Work to do: Render each line of the listing below as a JSON array of strings, with one string per line and no blank lines.

Available records:
»»
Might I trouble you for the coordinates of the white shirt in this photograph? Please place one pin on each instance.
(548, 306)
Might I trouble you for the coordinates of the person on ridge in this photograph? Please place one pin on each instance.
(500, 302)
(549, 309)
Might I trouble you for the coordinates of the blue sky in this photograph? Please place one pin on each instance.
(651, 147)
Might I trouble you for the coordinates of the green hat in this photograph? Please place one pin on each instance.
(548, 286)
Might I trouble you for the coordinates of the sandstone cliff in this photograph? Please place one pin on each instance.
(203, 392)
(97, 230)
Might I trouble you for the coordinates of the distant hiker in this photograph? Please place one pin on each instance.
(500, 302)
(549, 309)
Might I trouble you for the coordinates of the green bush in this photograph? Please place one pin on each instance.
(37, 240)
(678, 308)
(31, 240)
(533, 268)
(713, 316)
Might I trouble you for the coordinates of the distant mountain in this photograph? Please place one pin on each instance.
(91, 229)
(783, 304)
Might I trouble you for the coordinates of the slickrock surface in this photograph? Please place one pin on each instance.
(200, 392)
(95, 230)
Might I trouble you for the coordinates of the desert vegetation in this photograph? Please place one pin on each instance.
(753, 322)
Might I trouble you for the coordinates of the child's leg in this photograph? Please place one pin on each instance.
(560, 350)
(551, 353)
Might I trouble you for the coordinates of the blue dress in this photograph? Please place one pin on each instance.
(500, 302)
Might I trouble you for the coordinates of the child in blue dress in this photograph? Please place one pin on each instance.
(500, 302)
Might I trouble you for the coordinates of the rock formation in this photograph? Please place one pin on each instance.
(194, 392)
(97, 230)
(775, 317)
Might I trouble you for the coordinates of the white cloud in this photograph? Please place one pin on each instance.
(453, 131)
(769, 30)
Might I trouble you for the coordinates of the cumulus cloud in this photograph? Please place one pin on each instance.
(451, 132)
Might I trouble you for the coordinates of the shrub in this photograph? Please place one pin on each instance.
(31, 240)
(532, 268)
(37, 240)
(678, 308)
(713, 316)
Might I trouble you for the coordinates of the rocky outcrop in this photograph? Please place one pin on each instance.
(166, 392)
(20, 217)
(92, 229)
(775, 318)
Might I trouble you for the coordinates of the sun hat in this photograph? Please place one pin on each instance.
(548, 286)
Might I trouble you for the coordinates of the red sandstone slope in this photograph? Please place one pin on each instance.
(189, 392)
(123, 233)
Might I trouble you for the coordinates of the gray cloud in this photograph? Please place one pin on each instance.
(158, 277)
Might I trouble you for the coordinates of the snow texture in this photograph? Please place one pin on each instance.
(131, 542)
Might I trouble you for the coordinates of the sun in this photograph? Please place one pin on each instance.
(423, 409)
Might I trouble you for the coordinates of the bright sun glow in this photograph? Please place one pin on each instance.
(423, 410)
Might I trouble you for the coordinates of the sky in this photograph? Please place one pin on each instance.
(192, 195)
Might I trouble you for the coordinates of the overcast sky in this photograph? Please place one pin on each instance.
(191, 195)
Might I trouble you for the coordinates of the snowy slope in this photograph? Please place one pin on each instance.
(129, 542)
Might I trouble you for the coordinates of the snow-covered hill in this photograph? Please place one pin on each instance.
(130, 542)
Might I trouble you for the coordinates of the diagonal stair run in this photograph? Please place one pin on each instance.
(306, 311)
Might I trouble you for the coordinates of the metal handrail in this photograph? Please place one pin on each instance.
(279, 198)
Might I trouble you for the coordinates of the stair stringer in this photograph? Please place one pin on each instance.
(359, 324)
««
Solution to this exercise:
[
  "Might I trouble you for the coordinates of the white shirt in this photograph? Please place one pin on each instance.",
  "(548, 306)",
  "Might I trouble you for the coordinates of the person on ridge in this photograph? Please place one pin on each instance.",
  "(500, 302)",
  "(549, 309)",
  "Might I trouble you for the coordinates of the blue sky in this photograph? Please place one pin on each instance.",
  "(651, 147)",
  "Might I trouble you for the coordinates of the green hat in this photograph? Please place one pin on each instance.",
  "(548, 286)",
  "Might I trouble you for the coordinates of the sandstone cliff in this photograph? Please place one pin on each instance.",
  "(203, 392)",
  "(97, 230)",
  "Might I trouble you for the coordinates of the distant hiker in this photograph? Please place one pin on each instance.",
  "(500, 302)",
  "(549, 309)",
  "Might I trouble you for the coordinates of the green bush in this photograph? Please place one pin on each instance.",
  "(37, 240)",
  "(678, 308)",
  "(31, 240)",
  "(533, 268)",
  "(713, 316)",
  "Might I trouble you for the coordinates of the distant mountain in this photograph? Please place one pin on each instance.",
  "(91, 229)",
  "(783, 304)",
  "Might I trouble you for the coordinates of the slickrock surface in this photograph? Please place one pin on each instance.",
  "(200, 392)",
  "(95, 230)",
  "Might I trouble you for the coordinates of the desert vegetation in this photograph? Please place one pin on each instance.",
  "(753, 322)",
  "Might I trouble you for the coordinates of the child's leg in this photograph? Please place one pin on each instance.",
  "(560, 350)",
  "(551, 353)",
  "Might I trouble you for the coordinates of the blue dress in this photograph? Please place one pin on each instance.",
  "(500, 302)",
  "Might I trouble you for the coordinates of the child in blue dress in this photograph? Please place one pin on each instance.",
  "(500, 302)",
  "Might I trouble you for the coordinates of the rock formation in this photograph? Please place one pin on each instance.",
  "(194, 392)",
  "(97, 230)",
  "(775, 317)",
  "Might I trouble you for the coordinates of the white cloud in this photograph? Please place one pin on each instance.",
  "(453, 131)",
  "(769, 30)",
  "Might I trouble you for the coordinates of the cumulus cloud in this photograph? Please place one pin on each instance.",
  "(451, 132)",
  "Might I trouble you for the coordinates of the shrub in this photograph? Please place one pin on each instance.",
  "(31, 240)",
  "(532, 268)",
  "(37, 240)",
  "(678, 308)",
  "(713, 316)",
  "Might I trouble you for the coordinates of the rocky outcrop in this photograph? Please place one pin on each instance.",
  "(166, 392)",
  "(20, 217)",
  "(92, 229)",
  "(775, 318)",
  "Might I trouble you for the coordinates of the sun hat in this photograph? Please place one pin on each instance.",
  "(548, 286)",
  "Might I trouble you for the coordinates of the red sandstone slope in this photograph? Please place one pin on each instance.",
  "(189, 392)",
  "(123, 233)",
  "Might I trouble you for the coordinates of the gray cloud in this photograph? Please place one pin on each instance.",
  "(158, 277)",
  "Might I trouble you for the coordinates of the snow texture in this photograph? Please place one pin on each instance.",
  "(131, 542)",
  "Might I trouble you for the coordinates of the sun in this photograph? Please place one pin on each instance.",
  "(423, 409)",
  "Might I trouble you for the coordinates of the bright sun glow in this photograph? Please place one pin on each instance.",
  "(423, 410)",
  "Might I trouble you for the coordinates of the sky in this photograph? Please place one pin on each instance.",
  "(192, 195)",
  "Might I trouble you for the coordinates of the overcast sky in this photograph? Please place one pin on each instance.",
  "(191, 195)",
  "Might I trouble you for the coordinates of the snowy slope in this photograph? Please place one pin on each instance.",
  "(129, 542)",
  "Might I trouble you for the coordinates of the snow-covered hill in this photograph? Please place one pin on each instance.",
  "(130, 542)",
  "Might I trouble you for the coordinates of the diagonal stair run in this photograph? Please place one pin on each instance.",
  "(306, 311)",
  "Might I trouble you for the coordinates of the metal handrail in this photograph? Please place one pin on each instance.",
  "(279, 198)",
  "Might I trouble you for the coordinates of the stair stringer in this photograph? Please place one pin on each instance.",
  "(359, 324)"
]